>>>>>
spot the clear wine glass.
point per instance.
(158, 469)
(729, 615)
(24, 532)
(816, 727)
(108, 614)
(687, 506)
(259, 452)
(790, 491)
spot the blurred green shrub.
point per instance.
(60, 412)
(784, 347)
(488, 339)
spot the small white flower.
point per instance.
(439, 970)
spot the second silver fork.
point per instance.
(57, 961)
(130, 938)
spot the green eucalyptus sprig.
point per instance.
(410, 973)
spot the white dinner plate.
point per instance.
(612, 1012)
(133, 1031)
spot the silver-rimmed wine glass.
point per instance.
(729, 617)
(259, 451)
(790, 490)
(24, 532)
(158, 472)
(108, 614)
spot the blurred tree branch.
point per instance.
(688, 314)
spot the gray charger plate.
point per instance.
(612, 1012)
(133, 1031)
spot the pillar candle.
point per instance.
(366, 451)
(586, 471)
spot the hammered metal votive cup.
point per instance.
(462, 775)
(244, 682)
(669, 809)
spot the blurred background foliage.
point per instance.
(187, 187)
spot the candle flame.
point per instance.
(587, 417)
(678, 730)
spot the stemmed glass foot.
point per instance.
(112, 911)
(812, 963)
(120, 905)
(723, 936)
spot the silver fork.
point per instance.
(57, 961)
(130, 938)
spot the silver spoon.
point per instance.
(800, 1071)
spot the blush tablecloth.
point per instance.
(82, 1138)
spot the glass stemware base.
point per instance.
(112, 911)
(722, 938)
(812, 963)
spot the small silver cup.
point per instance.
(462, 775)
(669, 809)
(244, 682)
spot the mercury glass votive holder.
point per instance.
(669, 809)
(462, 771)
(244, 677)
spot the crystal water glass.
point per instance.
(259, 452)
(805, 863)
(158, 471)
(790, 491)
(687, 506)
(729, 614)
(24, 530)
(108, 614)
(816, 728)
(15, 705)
<<<<<
#### [Task]
Each line of the data must be written out exactly as it appears.

#### [Solution for this task]
spot the clear wine glass.
point per instance.
(158, 469)
(729, 615)
(24, 532)
(816, 727)
(108, 614)
(687, 506)
(259, 452)
(790, 491)
spot the blurred green shrub.
point per instance.
(60, 412)
(784, 347)
(488, 339)
spot the small white flower.
point per instance.
(439, 970)
spot the second silver fork.
point per instance.
(57, 961)
(130, 938)
spot the green eucalyptus sprig.
point per instance.
(410, 973)
spot the white dinner plate.
point per instance.
(612, 1012)
(133, 1031)
spot the silver-rimmed wine glass.
point per instance.
(729, 617)
(259, 451)
(790, 490)
(24, 532)
(158, 472)
(108, 614)
spot the blurred tree branch.
point per instance.
(688, 314)
spot the gray charger plate.
point per instance.
(612, 1012)
(133, 1031)
spot the pillar candle.
point per instance.
(366, 451)
(586, 471)
spot the hammered metal votive cup.
point per instance.
(462, 775)
(244, 682)
(669, 809)
spot the blurred background foliage.
point per instance.
(187, 187)
spot the candle flame.
point per instance.
(587, 417)
(678, 730)
spot the stemmed glass foot.
point per instance.
(112, 911)
(812, 963)
(120, 905)
(723, 936)
spot the silver fork.
point per instance.
(57, 961)
(130, 938)
spot the silver spoon.
point per instance.
(800, 1071)
spot the blush tablecloth.
point per instance.
(82, 1138)
spot the glass stemware base.
point per instance.
(112, 911)
(722, 938)
(812, 963)
spot the small silver cup.
point per instance.
(462, 775)
(669, 809)
(244, 682)
spot the mercury glass votive holder.
point per instance.
(669, 809)
(462, 771)
(244, 677)
spot the crystal water glass.
point per instance.
(259, 452)
(805, 863)
(158, 471)
(790, 491)
(687, 506)
(729, 614)
(24, 530)
(108, 614)
(816, 728)
(15, 705)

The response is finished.